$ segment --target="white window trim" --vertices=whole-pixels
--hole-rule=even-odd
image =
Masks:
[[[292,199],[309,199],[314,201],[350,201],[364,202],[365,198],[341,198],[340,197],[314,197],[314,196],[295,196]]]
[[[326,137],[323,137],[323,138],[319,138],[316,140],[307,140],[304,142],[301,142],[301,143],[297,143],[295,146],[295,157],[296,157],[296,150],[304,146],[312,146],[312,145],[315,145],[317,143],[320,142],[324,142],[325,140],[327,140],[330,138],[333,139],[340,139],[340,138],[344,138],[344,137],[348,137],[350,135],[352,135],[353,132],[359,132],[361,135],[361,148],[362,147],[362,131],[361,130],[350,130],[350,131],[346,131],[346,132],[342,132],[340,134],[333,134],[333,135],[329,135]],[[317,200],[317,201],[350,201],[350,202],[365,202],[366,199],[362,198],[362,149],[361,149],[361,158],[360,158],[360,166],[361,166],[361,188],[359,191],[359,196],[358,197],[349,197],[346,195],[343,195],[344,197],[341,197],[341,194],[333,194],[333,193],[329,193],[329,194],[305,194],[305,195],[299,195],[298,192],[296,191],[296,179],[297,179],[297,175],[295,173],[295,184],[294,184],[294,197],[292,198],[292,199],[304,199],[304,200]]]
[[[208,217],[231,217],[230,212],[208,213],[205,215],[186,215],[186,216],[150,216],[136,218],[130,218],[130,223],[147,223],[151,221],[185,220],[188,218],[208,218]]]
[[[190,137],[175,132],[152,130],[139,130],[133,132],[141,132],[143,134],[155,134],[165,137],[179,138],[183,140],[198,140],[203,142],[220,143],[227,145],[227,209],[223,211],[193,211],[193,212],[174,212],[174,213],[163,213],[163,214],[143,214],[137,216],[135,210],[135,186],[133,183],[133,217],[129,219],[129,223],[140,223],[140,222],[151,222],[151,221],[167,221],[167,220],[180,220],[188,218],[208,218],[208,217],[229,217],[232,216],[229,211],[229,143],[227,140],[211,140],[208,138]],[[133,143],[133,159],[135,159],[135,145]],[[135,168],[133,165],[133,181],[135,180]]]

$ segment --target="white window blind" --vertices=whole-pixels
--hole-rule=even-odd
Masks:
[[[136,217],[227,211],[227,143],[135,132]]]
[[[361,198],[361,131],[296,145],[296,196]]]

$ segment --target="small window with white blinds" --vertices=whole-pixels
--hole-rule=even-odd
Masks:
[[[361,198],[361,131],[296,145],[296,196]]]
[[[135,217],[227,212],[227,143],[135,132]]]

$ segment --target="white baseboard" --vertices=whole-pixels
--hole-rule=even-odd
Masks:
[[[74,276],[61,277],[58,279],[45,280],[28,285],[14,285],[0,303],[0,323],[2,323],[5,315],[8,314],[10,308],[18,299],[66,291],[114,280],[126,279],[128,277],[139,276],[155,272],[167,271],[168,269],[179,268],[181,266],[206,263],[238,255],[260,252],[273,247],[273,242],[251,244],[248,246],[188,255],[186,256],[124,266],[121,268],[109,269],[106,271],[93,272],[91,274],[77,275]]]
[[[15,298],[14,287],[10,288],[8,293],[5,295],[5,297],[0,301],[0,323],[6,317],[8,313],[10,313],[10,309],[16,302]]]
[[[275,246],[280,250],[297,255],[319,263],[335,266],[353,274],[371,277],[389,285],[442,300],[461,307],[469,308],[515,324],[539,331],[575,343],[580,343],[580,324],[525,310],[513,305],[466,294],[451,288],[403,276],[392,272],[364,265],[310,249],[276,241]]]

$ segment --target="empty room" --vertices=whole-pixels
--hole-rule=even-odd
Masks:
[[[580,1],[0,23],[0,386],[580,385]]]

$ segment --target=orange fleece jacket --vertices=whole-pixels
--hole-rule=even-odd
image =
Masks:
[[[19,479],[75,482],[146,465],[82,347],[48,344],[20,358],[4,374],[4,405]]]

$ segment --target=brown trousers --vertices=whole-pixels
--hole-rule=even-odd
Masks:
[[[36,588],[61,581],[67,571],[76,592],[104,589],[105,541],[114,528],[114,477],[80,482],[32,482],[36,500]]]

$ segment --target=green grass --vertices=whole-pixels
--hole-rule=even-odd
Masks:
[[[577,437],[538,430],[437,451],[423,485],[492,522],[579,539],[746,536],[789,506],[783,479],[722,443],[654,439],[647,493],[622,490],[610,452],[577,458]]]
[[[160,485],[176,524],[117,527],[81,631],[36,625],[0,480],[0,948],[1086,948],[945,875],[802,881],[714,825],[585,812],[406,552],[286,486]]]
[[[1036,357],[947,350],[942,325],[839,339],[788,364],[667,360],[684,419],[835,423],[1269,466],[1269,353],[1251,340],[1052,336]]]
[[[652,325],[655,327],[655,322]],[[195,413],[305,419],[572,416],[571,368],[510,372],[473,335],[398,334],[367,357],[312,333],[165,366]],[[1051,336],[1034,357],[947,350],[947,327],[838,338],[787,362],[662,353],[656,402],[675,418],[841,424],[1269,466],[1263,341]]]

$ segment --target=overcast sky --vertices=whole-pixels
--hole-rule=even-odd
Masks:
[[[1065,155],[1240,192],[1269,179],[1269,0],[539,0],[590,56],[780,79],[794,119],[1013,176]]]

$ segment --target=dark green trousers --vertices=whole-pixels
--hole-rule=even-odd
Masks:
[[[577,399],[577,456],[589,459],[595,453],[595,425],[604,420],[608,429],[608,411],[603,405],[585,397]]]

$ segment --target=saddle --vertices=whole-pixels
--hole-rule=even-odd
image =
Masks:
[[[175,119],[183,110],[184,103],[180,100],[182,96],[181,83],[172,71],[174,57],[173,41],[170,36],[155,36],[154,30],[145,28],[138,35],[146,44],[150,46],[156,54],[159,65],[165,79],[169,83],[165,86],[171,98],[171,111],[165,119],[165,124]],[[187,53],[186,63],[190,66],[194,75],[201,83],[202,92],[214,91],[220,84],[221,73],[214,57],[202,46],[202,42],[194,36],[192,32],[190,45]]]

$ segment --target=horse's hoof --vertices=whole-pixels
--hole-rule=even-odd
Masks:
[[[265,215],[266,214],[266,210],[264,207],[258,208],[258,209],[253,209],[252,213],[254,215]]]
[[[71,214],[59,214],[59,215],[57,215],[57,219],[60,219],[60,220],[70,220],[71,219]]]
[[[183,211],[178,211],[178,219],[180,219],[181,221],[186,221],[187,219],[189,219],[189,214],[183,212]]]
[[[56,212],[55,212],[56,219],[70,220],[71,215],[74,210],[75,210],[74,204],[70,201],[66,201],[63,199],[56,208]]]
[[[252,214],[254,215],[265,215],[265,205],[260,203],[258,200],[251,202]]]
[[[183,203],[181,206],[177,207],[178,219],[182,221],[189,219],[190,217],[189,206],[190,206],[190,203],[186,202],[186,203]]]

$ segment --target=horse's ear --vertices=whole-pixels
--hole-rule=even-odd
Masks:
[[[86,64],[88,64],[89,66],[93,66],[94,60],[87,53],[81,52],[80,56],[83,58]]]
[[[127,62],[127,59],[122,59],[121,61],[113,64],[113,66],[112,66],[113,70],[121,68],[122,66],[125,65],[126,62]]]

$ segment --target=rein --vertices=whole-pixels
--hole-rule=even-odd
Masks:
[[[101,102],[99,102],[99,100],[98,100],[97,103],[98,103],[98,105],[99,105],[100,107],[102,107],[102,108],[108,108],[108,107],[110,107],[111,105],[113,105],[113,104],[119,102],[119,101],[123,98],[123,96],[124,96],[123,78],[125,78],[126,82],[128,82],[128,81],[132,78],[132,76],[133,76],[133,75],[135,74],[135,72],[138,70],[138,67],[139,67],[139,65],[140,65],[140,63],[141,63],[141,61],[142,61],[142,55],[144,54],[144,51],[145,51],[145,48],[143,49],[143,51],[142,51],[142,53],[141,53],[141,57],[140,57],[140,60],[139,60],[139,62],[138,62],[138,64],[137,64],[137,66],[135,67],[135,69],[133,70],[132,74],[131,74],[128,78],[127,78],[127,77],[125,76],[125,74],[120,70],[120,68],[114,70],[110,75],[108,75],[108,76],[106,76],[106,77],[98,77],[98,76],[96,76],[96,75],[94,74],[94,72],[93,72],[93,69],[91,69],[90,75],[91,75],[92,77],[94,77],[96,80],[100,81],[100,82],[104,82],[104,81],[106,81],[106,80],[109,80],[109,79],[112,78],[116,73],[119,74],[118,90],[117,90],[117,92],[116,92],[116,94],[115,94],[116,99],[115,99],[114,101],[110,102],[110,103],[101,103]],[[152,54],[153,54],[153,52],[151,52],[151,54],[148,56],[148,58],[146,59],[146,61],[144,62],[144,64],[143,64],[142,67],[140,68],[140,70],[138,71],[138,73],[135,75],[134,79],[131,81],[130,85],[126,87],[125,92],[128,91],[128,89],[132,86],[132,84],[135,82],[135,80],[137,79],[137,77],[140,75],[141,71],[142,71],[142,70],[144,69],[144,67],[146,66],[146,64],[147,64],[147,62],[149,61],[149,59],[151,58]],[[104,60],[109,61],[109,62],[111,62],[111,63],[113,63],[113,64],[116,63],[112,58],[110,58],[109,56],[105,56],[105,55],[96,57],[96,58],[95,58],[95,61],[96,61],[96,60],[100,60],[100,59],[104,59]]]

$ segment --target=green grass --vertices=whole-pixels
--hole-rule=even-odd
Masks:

## PROBLEM STATEMENT
Please copy out the lines exactly, beginning with the line that contains "window with white" and continuing through the line that contains "[[[135,217],[227,212],[227,143],[135,132]]]", both included.

## CORRECT OUTPUT
$ segment --target="small window with white blinds" --vertices=whole-pixels
--hole-rule=even-odd
Masks:
[[[361,198],[361,131],[296,145],[296,196]]]
[[[135,217],[227,212],[227,143],[135,132]]]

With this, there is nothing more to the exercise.